> Text provided:

____

Vol. 10, No. 1, 2004 Page 5


Between one-fifth and one-quarter of children and teens diagnosed with attention deficit hyperactivity disorder (ADHD) also suffer from a reading disability. A new gene study, by Sandra Loo and colleagues, indicates a genetic link between the two conditions.

Loo et al. measured the reading ability of 233 sibling pairs in which both children were diagnosed with ADHD. They then conducted a linkage study, searching for molecular markers that were shared by the siblings more often than would be expected based on their genetic relationship.

The researchers detected evidence of shared genetic factors for ADHD and reading disability on chromosomes 16, 17, and possibly 10, as well as evidence for genes on chromosomes 2, 8, and 15 that appear to be unique to reading problems.

Their data, Loo and colleagues say, support the idea that common genes underlie ADHD and reading disability, although unique genes also contribute to each.


"Genome-wide scan of reading ability in affected sibling pairs with attention-deficit/hyperactivity disorder: unique and shared genetic effects," S. K. Loo, S. E. Fisher, C. Francks, M. N. Ogdie, I. L. MacPhie, M. Yang, J. T. McCracken, J. J. McGough, S. F. Nelson, A. P. Monaco, and S. L. Smalley, Molecular Psychiatry, November 18, 2003 (Epub). Address: Sandra K. Loo, Neuropsychiatric Research Institute, 760 Westwood Plaza, Los Angeles, CA 90024.

____

> Extracted data:
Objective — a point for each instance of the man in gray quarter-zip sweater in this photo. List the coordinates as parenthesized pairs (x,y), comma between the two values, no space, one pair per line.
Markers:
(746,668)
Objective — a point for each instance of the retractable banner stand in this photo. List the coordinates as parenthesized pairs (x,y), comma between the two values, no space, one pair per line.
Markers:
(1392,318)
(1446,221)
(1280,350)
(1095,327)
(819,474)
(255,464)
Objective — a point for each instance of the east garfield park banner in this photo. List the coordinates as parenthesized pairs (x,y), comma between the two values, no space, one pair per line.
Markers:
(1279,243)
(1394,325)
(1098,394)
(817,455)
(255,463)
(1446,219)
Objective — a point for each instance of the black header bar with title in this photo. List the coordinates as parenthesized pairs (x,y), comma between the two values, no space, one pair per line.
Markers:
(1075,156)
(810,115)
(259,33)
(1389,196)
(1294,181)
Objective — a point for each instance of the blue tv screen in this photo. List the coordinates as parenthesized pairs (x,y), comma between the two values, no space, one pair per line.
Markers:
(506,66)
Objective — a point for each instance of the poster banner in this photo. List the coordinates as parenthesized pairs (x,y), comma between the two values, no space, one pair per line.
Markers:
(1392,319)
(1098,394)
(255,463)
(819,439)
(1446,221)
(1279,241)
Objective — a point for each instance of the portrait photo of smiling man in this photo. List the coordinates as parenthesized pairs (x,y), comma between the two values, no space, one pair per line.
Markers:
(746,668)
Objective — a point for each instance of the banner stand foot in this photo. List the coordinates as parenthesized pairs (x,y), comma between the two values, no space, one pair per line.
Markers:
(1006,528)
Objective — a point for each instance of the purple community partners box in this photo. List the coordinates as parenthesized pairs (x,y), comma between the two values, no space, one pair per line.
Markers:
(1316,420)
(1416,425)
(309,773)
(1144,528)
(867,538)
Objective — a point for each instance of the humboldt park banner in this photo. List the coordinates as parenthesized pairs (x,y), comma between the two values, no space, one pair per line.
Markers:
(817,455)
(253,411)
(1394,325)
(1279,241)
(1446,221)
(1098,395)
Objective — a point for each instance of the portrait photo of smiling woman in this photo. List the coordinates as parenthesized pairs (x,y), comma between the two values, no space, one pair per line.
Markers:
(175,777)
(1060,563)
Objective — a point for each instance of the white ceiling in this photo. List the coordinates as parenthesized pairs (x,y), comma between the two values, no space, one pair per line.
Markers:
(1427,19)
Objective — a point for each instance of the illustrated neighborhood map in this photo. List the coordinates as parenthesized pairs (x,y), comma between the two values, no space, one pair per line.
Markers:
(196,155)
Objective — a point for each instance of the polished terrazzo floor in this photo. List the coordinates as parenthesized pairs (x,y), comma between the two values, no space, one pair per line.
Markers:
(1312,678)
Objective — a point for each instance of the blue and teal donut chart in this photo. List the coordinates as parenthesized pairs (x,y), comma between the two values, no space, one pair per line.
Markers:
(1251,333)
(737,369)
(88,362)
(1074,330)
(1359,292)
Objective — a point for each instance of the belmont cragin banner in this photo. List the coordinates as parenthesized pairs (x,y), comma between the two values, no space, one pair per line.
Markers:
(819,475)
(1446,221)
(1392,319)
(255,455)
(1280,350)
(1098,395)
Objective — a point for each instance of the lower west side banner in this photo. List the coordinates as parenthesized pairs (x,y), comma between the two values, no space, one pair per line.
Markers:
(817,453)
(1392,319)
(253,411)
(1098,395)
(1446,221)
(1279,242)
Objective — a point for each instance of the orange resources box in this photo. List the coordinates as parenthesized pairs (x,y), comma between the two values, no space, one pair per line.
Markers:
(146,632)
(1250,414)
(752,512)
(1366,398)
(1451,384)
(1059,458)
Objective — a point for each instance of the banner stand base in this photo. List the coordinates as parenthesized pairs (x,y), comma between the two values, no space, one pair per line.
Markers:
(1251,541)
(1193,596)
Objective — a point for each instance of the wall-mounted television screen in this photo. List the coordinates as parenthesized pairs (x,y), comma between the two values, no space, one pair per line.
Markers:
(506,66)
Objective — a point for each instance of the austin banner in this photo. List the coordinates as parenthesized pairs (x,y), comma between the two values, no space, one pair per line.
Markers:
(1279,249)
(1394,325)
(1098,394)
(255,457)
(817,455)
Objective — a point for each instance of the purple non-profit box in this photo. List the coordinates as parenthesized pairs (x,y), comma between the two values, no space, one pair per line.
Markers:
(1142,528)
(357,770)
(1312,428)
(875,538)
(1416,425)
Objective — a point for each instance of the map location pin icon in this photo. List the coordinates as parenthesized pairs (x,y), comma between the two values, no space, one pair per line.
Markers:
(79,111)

____

> The problem:
From the ADHD gene study summary, repeat word for word the passage that opens with the words containing "Vol. 10, No." and closes with "the two conditions.".

> Answer below:
Vol. 10, No. 1, 2004 Page 5


Between one-fifth and one-quarter of children and teens diagnosed with attention deficit hyperactivity disorder (ADHD) also suffer from a reading disability. A new gene study, by Sandra Loo and colleagues, indicates a genetic link between the two conditions.